**TASK:** Make the copy match the entries below exactly, with no pictures carried over.

**DATA PROVIDED:**
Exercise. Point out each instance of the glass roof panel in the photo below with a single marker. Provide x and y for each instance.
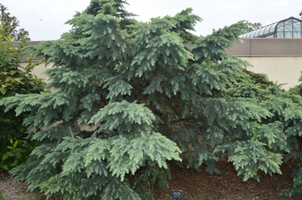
(280, 35)
(288, 34)
(297, 35)
(297, 25)
(266, 29)
(262, 31)
(280, 26)
(257, 32)
(290, 27)
(273, 26)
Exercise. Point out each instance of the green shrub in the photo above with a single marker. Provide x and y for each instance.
(15, 79)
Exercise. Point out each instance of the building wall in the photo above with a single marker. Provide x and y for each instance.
(279, 58)
(279, 69)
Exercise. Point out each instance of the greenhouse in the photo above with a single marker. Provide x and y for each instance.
(288, 28)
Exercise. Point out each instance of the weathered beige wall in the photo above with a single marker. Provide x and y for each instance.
(279, 69)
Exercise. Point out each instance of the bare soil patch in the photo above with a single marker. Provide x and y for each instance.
(201, 186)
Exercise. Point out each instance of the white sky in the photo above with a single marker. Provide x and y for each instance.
(44, 19)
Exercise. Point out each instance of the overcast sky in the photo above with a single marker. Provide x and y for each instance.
(44, 19)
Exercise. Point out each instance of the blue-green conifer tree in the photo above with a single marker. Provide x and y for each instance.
(151, 92)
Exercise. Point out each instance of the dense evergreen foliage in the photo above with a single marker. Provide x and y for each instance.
(151, 92)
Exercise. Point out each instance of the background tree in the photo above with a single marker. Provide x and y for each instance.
(153, 92)
(14, 79)
(12, 23)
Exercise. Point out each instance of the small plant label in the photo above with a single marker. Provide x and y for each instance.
(176, 193)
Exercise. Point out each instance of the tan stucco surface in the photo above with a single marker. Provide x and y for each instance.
(279, 69)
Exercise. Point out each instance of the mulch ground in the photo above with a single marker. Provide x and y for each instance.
(227, 186)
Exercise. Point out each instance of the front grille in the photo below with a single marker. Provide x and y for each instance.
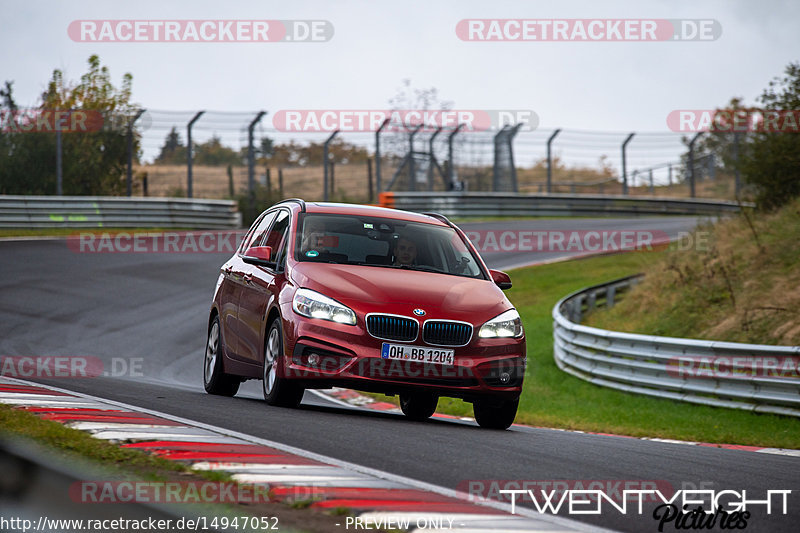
(444, 333)
(392, 328)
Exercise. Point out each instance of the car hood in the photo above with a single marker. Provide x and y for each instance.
(368, 289)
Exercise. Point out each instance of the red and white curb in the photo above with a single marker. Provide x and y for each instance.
(352, 397)
(374, 496)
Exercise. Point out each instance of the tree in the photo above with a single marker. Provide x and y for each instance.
(93, 161)
(771, 161)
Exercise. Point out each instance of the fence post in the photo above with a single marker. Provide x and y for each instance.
(59, 173)
(325, 165)
(369, 180)
(412, 168)
(189, 153)
(496, 168)
(511, 135)
(691, 164)
(378, 155)
(130, 151)
(737, 171)
(550, 161)
(251, 163)
(451, 164)
(624, 162)
(431, 158)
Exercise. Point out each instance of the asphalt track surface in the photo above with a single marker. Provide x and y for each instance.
(150, 311)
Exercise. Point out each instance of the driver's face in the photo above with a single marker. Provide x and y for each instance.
(405, 252)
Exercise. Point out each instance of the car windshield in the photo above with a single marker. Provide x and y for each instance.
(384, 242)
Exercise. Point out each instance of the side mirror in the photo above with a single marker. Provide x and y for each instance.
(501, 279)
(258, 255)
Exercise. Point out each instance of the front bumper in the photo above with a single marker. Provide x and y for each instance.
(325, 354)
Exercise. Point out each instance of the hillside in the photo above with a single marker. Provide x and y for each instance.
(742, 286)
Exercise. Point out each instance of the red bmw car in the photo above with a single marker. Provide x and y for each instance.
(322, 295)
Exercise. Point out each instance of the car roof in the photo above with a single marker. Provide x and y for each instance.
(333, 208)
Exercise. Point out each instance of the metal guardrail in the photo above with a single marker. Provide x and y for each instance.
(468, 204)
(113, 212)
(721, 374)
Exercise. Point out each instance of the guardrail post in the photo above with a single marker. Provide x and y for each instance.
(251, 163)
(550, 161)
(691, 164)
(325, 164)
(378, 156)
(624, 169)
(130, 151)
(451, 166)
(189, 153)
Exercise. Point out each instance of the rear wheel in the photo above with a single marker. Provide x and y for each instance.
(495, 414)
(418, 405)
(277, 390)
(215, 380)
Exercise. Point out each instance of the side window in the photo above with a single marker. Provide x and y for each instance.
(258, 235)
(275, 236)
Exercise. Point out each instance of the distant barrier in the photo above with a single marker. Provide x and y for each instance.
(471, 204)
(755, 377)
(113, 212)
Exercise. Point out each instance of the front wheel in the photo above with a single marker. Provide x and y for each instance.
(277, 390)
(495, 414)
(215, 380)
(419, 405)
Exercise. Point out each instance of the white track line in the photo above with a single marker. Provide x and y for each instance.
(549, 520)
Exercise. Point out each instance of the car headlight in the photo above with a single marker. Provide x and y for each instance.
(315, 305)
(507, 324)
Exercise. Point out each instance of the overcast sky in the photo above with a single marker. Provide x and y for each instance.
(595, 86)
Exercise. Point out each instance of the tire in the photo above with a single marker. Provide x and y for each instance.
(215, 380)
(419, 405)
(495, 414)
(277, 390)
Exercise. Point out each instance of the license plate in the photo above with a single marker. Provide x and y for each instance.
(404, 352)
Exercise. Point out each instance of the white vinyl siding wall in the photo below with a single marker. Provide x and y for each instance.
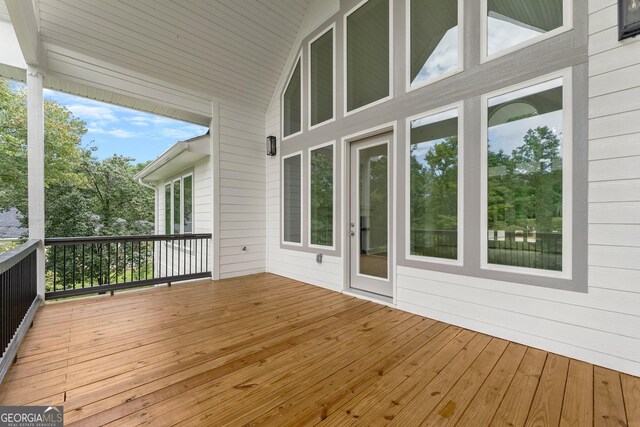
(242, 172)
(602, 326)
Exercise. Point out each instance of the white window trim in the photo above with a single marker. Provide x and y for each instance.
(333, 196)
(332, 27)
(190, 174)
(567, 178)
(459, 69)
(459, 106)
(170, 183)
(286, 86)
(173, 207)
(567, 25)
(168, 221)
(282, 240)
(345, 89)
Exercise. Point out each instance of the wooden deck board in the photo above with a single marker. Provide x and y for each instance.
(267, 350)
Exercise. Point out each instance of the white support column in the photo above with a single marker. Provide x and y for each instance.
(35, 149)
(215, 182)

**OUTPUT BELOW:**
Exercise. Point out each instance of the glass roof panel in the photo below with a single marker. Provide x and y for each instance.
(280, 35)
(288, 34)
(297, 35)
(297, 25)
(266, 29)
(262, 31)
(280, 26)
(257, 32)
(290, 27)
(273, 26)
Exercise. Point out each instance of the green shrub in the photo above with a single marker. Provide x and y for each instance.
(15, 79)
Exercise. Point out each instance of the building wall in the photo above with a single marker. Provide x and y for each instance.
(279, 58)
(279, 69)
Exercise. Point out each instance of the greenhouse in the photo above with a single marker. Provide x and y for each instance.
(288, 28)
Exercise. Point out each instance of the weathered beige wall in the photo above with a single marker. Provide x and y for each instance.
(279, 69)
Exercise. Point out each instance of the bare soil patch in the photo above with a single marker. Provide x and y for each instance.
(201, 186)
Exercise. Point out each instance of the white sky in the photo above with a single marker. Provide x and y for each instance.
(44, 19)
Exercise. Point out each instance of the overcast sky in the photo above with a single marker. Provide x and y for each instance.
(44, 19)
Exercise. Point out each instance of the blue-green conifer tree in the photo above with a single marker. Provide x and y for each instance.
(151, 92)
Exercise. Point out each instance of the dense evergreen foliage in the photo above with a single marker. Provide x and y for each instance.
(151, 92)
Exercise. Point out each instance of the background tree in the photo above with a single marker. Provide x and y for each instance.
(153, 92)
(14, 79)
(12, 23)
Exercise. Point out each instance of the small plant label in the photo above with a single marker. Provide x and y for each instance.
(176, 193)
Exercise. Point out each instance of the tan stucco surface in the photo above with a single marker. Provide x and y for each instance.
(279, 69)
Exercise. Point out each instance of the mulch ground in the photo above with a single marker. Provide x and y for each instance.
(227, 186)
Exercise. Point out each instance of the front grille in the photo below with a single marker. Provide x and y for each instance.
(444, 333)
(392, 328)
Exercise. Point out each instance of the car hood in the photo above with a single marker. Provide x and y for each instance.
(368, 289)
Exercise. Point out each instance of the red and white curb in the photo above with a single marker. Provide x and y for each instance.
(352, 397)
(374, 496)
Exercise. Point out each instance of the tree in the photo above with a single marker. Provide x and y for each instance.
(93, 161)
(771, 161)
Exercise. Point out each instance of the fence post in the photo above with a single marker. Provide x and y for each instance.
(59, 173)
(325, 165)
(369, 180)
(412, 168)
(189, 153)
(496, 168)
(511, 135)
(691, 164)
(378, 155)
(130, 151)
(737, 171)
(550, 161)
(251, 163)
(451, 164)
(624, 162)
(431, 158)
Exercise. Point out each instance of the asphalt track surface in the photo above with a single marker. Provide x and y for each instance.
(150, 311)
Exercise. Point out each instance of the driver's face in the photo above with a single marker. Provide x and y for each instance.
(405, 252)
Exercise. Point out each instance of the car windshield in the photo above with a single marker. Provide x and y for each instance.
(384, 242)
Exercise. Point out each instance of the side mirror in the photo above with a single marker. Provide x and y for each instance.
(501, 279)
(258, 255)
Exercise. Point out each instance of the front bumper in the photo above with a single marker. Provide x and y for each instance.
(325, 354)
Exercise. Point out each instance of the hillside in the photo above with a single marker. Provide x and y for each instance.
(742, 286)
Exercise. Point out each instance of the red bmw car in the photo above with a single marker. Provide x and y for each instance.
(322, 295)
Exercise. Point out each instance of the car roof in the photo above with a single marker. Provide x and y for each instance.
(333, 208)
Exercise. Point out each instance of the metal guardrail in the photo above with a single marker. Provide x and y for each instance.
(468, 204)
(113, 212)
(721, 374)
Exercise. Point out each instance of the guardrail post in the photo above with a single marker. Provide x and y for each instance.
(251, 163)
(550, 161)
(691, 164)
(325, 164)
(378, 156)
(624, 169)
(130, 151)
(451, 166)
(189, 153)
Exercise. Point out each instance of the rear wheel in the photo above with a single marker. Provide x and y for each instance.
(495, 414)
(418, 405)
(277, 390)
(215, 380)
Exercise. Point out each instance of the side window in the photo above with a single marker. Provide x and y for each instance.
(258, 235)
(275, 236)
Exercise. Point out each instance of the distant barrier in the photo above with a single marker. Provide x and y for each instance.
(471, 204)
(755, 377)
(113, 212)
Exercise. Point out each instance of the front wheel in the photo above with a single marker. Provide x and y for each instance.
(277, 390)
(495, 414)
(215, 380)
(419, 405)
Exercise. Point out each instance of the white track line in the photo above with a single marker. Provide x and y for each instance.
(549, 520)
Exercise. Point out each instance of the car headlight in the photo above with a single marker. Provide x and y for each instance.
(315, 305)
(507, 324)
Exercise. Point out each instance of the overcast sky in the photo above with a single marker. Provide x and y for each instance.
(595, 86)
Exercise. Point out each instance of the tire in the photo above with a single marker. Provide x and y for each instance.
(215, 380)
(419, 405)
(495, 414)
(277, 390)
Exercise. Point out each instance of the license plate in the photo above with a single marker. Provide x and y for each instance.
(404, 352)
Exercise. Point out each instance of the white vinyl siding wall in the photo below with a single marker. Provide x and y for each instance.
(242, 172)
(602, 326)
Exercise. Point out each instance of the white window trim in the photo above with a single marker. Provide x and y for each instance.
(333, 196)
(332, 27)
(190, 174)
(567, 178)
(459, 69)
(459, 106)
(170, 183)
(286, 86)
(173, 207)
(567, 25)
(168, 221)
(282, 240)
(345, 89)
Exercise. Point out each instance of the wooden deck board in the photo above with a single marker. Provide x and y for each instance.
(267, 350)
Exercise. Point out each instance of the white support column in the photo above with a single marker. Provide x and y for each instance.
(35, 149)
(215, 182)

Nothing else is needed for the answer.